### What is required:
Do not copy the pictures. Write out the lines from the start of the entries through the line containing "lemme see... yeah can you pull the metal".

Data items
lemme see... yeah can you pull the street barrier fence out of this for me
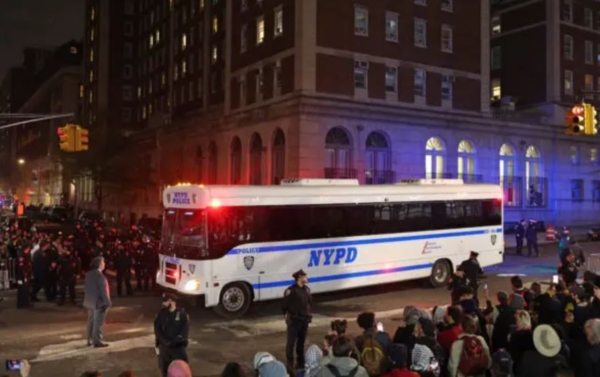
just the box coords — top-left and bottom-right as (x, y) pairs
(0, 258), (16, 290)
(587, 254), (600, 275)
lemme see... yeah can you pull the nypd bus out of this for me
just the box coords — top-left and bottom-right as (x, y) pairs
(157, 179), (503, 317)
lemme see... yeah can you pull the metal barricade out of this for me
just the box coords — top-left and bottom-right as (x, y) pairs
(0, 258), (16, 290)
(586, 254), (600, 275)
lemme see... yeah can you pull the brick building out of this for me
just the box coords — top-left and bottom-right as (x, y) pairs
(80, 0), (600, 226)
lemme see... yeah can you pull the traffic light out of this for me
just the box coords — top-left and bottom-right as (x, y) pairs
(75, 126), (89, 151)
(57, 125), (76, 151)
(585, 104), (598, 135)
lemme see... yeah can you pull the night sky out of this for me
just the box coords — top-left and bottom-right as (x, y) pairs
(0, 0), (83, 78)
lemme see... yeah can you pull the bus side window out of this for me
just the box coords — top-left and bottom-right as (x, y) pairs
(482, 199), (502, 225)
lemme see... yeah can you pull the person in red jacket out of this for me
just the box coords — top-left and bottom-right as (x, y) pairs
(437, 306), (463, 355)
(383, 344), (419, 377)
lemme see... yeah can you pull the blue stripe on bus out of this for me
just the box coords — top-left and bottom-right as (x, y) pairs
(251, 262), (434, 290)
(230, 227), (503, 255)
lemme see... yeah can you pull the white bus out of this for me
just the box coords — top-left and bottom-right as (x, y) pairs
(157, 179), (504, 317)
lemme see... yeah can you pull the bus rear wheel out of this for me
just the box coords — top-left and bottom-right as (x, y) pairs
(214, 282), (252, 318)
(429, 260), (451, 288)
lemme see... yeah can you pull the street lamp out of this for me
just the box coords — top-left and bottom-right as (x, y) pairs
(17, 159), (25, 165)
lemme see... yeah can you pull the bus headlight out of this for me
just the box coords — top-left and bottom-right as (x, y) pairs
(183, 279), (201, 292)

### Output of the task:
lemme see... yeah can you pull the street barrier fence out of this for me
just the box coords — top-left and bottom-right as (x, y) pairs
(0, 258), (16, 290)
(587, 254), (600, 275)
lemme see... yeah can you pull the nypd bus out of this for me
just the box coords — top-left and bottom-right as (x, y) pairs
(157, 179), (503, 317)
lemme see... yeah can you pull the metal barricade out of this for me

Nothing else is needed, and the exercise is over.